REQUIRED TASK ::
Reproduce the part of the material below that opens with the line containing "Please examine the image above and identify every abstract" and closes with the end of the material, keeping every line. In the answers, shift each bounding box coordinate by -110.

-- start SUPPLIED ENTRIES --

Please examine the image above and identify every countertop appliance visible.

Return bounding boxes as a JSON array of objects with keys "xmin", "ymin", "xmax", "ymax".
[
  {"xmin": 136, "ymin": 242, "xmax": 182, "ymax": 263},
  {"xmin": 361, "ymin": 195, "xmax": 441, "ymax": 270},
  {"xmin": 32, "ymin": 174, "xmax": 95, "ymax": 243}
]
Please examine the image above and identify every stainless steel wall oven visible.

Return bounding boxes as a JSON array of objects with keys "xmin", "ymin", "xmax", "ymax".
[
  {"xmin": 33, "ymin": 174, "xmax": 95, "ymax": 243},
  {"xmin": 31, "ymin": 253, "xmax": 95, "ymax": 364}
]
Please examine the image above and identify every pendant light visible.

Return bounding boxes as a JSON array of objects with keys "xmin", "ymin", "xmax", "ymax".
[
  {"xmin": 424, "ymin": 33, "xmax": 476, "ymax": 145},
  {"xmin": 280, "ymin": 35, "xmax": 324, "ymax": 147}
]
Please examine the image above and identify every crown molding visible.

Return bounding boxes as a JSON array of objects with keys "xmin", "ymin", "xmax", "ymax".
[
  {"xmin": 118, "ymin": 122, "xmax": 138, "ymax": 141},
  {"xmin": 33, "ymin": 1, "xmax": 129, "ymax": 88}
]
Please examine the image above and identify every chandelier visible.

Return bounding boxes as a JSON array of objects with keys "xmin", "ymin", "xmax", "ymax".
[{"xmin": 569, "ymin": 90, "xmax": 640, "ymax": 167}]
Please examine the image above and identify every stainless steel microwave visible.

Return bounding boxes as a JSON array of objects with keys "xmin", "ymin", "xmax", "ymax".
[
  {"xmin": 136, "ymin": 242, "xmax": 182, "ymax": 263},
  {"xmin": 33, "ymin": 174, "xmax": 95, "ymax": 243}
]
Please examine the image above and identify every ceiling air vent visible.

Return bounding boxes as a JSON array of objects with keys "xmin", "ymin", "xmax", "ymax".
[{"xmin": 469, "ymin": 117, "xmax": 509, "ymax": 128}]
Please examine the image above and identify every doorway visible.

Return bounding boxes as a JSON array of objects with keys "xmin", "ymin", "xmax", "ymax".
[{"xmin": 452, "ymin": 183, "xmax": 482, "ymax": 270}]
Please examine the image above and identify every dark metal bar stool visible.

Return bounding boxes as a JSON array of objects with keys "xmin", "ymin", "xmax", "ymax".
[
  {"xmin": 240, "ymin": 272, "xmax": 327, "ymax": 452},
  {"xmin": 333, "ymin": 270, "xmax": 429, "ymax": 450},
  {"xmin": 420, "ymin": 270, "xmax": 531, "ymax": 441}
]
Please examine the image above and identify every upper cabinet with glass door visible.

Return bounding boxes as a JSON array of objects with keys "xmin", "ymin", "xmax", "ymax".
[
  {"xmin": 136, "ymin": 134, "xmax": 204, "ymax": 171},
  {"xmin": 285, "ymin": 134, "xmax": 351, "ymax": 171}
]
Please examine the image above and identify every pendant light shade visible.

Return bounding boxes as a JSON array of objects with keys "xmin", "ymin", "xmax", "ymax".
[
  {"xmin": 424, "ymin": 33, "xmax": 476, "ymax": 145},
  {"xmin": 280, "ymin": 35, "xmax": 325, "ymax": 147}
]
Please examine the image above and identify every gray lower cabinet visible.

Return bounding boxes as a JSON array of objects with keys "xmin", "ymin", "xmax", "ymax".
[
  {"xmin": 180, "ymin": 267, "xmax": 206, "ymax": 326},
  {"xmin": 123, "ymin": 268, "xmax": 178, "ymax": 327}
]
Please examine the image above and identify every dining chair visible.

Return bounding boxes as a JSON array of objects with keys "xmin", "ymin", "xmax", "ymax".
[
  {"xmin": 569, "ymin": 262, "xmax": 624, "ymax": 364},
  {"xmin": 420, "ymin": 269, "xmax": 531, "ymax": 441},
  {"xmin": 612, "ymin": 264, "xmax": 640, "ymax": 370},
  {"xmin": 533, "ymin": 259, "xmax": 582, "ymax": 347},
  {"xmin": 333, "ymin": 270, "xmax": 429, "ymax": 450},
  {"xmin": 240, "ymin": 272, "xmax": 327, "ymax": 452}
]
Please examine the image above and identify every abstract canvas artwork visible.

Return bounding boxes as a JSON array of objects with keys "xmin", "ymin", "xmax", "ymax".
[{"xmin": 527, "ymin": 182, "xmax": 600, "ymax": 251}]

-- end SUPPLIED ENTRIES --

EXPECTED ANSWER ::
Please examine the image above and identify every abstract canvas artwork visible.

Return bounding boxes as a JSON array of objects with keys "xmin", "ymin", "xmax", "ymax".
[{"xmin": 417, "ymin": 72, "xmax": 490, "ymax": 141}]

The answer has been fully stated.